• **What to work on**
Reproduce only the stretch of the material from the line containing "Where is the purple flower bud in it?" through the end, switching "bounding box" to "bounding rectangle" and leaving everything else unchanged.

• **Material for this task**
------------------------

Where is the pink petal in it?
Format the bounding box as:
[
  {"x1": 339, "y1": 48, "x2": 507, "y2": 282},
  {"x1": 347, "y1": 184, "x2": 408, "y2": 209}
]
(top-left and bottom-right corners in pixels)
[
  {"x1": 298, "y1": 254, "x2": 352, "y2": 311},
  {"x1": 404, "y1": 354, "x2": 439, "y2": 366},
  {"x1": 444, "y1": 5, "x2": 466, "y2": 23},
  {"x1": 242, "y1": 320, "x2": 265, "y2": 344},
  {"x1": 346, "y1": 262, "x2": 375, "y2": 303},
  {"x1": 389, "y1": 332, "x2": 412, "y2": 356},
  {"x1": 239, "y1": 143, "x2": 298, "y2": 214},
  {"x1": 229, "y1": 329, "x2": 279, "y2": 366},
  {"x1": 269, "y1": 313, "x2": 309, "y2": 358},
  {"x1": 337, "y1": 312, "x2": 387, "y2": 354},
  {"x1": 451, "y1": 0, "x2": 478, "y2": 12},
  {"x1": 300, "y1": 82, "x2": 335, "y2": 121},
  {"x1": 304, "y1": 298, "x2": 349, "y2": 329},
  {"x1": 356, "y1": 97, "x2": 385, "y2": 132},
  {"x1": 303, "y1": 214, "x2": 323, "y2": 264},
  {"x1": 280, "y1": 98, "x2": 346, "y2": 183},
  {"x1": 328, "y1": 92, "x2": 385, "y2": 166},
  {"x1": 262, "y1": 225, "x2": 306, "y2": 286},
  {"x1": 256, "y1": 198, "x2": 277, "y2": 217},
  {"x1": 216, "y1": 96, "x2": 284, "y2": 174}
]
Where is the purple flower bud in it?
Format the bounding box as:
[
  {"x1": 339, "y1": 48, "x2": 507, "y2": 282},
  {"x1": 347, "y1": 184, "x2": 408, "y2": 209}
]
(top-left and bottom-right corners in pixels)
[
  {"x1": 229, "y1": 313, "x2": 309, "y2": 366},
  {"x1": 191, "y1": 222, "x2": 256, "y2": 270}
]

------------------------

• **Result for this exercise**
Where is the purple flower bud in it?
Format the bounding rectangle as:
[
  {"x1": 339, "y1": 48, "x2": 507, "y2": 282},
  {"x1": 347, "y1": 184, "x2": 408, "y2": 209}
]
(top-left and bottom-right corners in pixels)
[
  {"x1": 229, "y1": 313, "x2": 309, "y2": 366},
  {"x1": 191, "y1": 222, "x2": 256, "y2": 270}
]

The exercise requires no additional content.